# Work item
Everything from the line containing "Can you see the man wearing" through the end of the entries should be output exactly; nothing before it is wanted.

# Input material

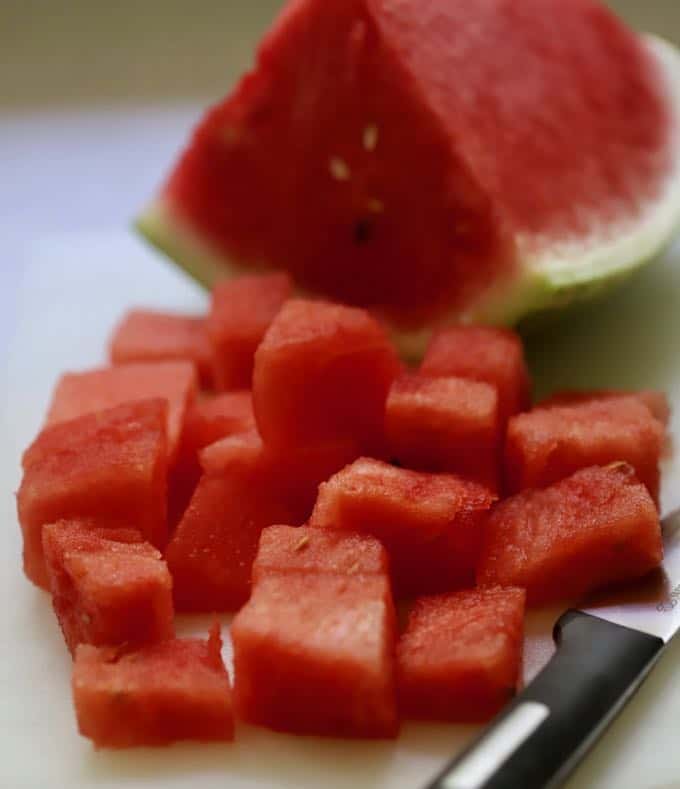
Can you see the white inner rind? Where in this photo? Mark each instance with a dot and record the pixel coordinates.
(565, 273)
(575, 270)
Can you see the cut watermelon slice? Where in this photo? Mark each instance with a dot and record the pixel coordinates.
(405, 157)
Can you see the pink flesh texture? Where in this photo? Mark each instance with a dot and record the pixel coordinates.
(476, 110)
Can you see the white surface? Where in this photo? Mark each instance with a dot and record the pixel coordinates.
(72, 290)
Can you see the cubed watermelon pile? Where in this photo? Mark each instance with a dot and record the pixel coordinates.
(275, 459)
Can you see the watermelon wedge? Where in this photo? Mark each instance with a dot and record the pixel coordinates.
(404, 156)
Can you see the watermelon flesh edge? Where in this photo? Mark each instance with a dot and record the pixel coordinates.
(553, 278)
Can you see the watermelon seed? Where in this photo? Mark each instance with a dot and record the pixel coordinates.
(302, 542)
(363, 231)
(339, 169)
(370, 137)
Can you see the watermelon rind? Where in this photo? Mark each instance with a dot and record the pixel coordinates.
(553, 278)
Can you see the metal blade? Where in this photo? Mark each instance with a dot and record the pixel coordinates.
(651, 605)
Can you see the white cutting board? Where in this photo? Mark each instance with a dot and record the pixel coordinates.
(73, 289)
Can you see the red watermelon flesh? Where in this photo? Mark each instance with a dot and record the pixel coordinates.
(423, 168)
(288, 549)
(548, 444)
(209, 419)
(314, 654)
(151, 336)
(445, 424)
(77, 394)
(656, 402)
(214, 417)
(294, 475)
(110, 466)
(460, 656)
(175, 690)
(322, 373)
(431, 524)
(597, 527)
(482, 353)
(211, 552)
(108, 587)
(240, 314)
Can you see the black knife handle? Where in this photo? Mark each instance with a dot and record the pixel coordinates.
(538, 739)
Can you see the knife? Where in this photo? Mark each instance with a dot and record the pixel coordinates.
(603, 654)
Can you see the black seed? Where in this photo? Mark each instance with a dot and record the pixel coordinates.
(363, 231)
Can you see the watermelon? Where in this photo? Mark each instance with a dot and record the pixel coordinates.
(150, 336)
(240, 314)
(460, 656)
(431, 524)
(287, 549)
(213, 417)
(656, 402)
(293, 475)
(212, 549)
(597, 527)
(110, 466)
(174, 690)
(423, 159)
(482, 353)
(548, 444)
(77, 394)
(445, 424)
(109, 587)
(322, 373)
(314, 654)
(207, 420)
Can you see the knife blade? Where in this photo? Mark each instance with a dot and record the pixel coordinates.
(604, 651)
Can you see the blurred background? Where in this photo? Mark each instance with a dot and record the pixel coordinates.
(96, 96)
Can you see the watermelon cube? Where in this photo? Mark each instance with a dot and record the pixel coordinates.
(482, 353)
(110, 466)
(288, 549)
(151, 336)
(656, 402)
(108, 587)
(597, 527)
(174, 690)
(460, 656)
(208, 419)
(240, 314)
(314, 654)
(214, 417)
(293, 475)
(445, 424)
(548, 444)
(322, 373)
(77, 394)
(211, 552)
(431, 524)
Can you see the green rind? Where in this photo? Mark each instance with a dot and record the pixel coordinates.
(548, 282)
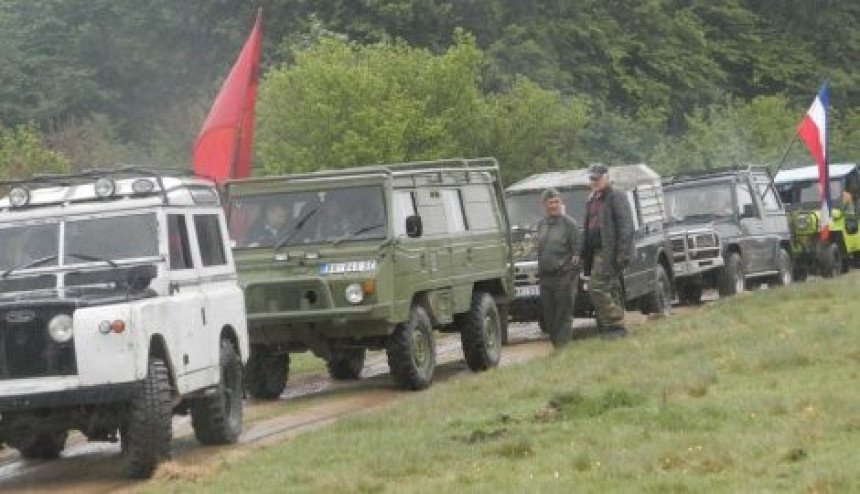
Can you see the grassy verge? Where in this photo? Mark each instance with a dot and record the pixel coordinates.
(756, 393)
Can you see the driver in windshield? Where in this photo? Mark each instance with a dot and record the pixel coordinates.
(273, 226)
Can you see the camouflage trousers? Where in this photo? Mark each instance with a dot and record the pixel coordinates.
(557, 292)
(604, 289)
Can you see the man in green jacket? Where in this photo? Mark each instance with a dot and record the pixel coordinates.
(607, 249)
(558, 260)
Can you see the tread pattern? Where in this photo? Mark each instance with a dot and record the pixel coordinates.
(214, 420)
(400, 360)
(476, 349)
(146, 436)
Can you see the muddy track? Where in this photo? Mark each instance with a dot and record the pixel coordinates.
(310, 401)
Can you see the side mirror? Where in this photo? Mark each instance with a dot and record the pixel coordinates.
(139, 277)
(414, 226)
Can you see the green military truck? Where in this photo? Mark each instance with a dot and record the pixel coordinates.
(339, 262)
(798, 189)
(647, 282)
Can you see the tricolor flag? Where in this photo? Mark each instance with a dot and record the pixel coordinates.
(813, 131)
(223, 147)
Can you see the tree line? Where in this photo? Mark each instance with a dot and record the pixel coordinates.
(680, 84)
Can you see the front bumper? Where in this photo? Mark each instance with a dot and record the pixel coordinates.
(692, 267)
(59, 392)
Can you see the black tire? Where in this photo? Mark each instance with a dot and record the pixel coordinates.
(148, 429)
(266, 373)
(346, 363)
(504, 316)
(217, 419)
(481, 333)
(832, 261)
(785, 268)
(412, 351)
(730, 279)
(660, 300)
(43, 445)
(690, 292)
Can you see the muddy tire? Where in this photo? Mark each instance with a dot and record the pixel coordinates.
(785, 269)
(504, 316)
(346, 363)
(43, 446)
(266, 373)
(147, 433)
(217, 419)
(690, 293)
(730, 279)
(412, 351)
(660, 300)
(481, 333)
(832, 261)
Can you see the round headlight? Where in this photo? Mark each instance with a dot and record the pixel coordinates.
(105, 187)
(60, 328)
(354, 293)
(19, 196)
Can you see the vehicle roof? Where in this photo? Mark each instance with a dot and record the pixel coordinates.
(168, 188)
(810, 173)
(395, 169)
(623, 176)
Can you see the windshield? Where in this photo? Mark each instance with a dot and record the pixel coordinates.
(526, 210)
(807, 192)
(323, 216)
(111, 238)
(703, 200)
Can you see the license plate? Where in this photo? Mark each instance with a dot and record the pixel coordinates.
(528, 291)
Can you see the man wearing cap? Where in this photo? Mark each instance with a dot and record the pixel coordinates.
(606, 250)
(558, 260)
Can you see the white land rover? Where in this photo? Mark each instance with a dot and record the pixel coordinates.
(119, 306)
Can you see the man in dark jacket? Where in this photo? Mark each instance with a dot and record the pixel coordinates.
(558, 259)
(607, 249)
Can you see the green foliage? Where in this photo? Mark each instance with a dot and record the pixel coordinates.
(22, 153)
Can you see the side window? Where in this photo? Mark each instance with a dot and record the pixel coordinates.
(404, 207)
(453, 210)
(210, 239)
(177, 243)
(744, 198)
(768, 198)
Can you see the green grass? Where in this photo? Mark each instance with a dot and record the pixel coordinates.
(758, 393)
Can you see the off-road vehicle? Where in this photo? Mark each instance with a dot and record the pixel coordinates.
(798, 189)
(119, 306)
(741, 204)
(338, 262)
(647, 282)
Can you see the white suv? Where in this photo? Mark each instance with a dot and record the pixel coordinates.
(119, 306)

# Solution for this problem
Can you see the man wearing cap? Where in this photo? Mark each instance with a dot and record the pixel coordinates.
(606, 250)
(558, 260)
Can you see the white land rover? Where in this photo? Mark each instance with a dot and record the pixel coordinates.
(119, 306)
Can you see the man in dark jacket? Where in this photo? Mark each instance with a dot and record the pixel coordinates.
(558, 259)
(607, 249)
Can you see the green foliage? Where in this photo? Mark each instance with a dot and record the pixel coordinates.
(22, 153)
Can you see the side window? Where in this photo? Mark each instance with a dot and record the pixel coordinates.
(404, 207)
(453, 210)
(210, 239)
(177, 243)
(744, 198)
(768, 198)
Can you see the green grass? Where in this photo? Mark each instance with a dot and record the pixel coordinates.
(758, 393)
Can you see the off-road vehicle? Where in this photo? Mark each instance with a dot and record the pixel coordinates.
(798, 189)
(119, 306)
(741, 204)
(338, 262)
(647, 282)
Can you see the white suv? Where in this photo? Mark each instance with a dot and record the pixel coordinates.
(119, 306)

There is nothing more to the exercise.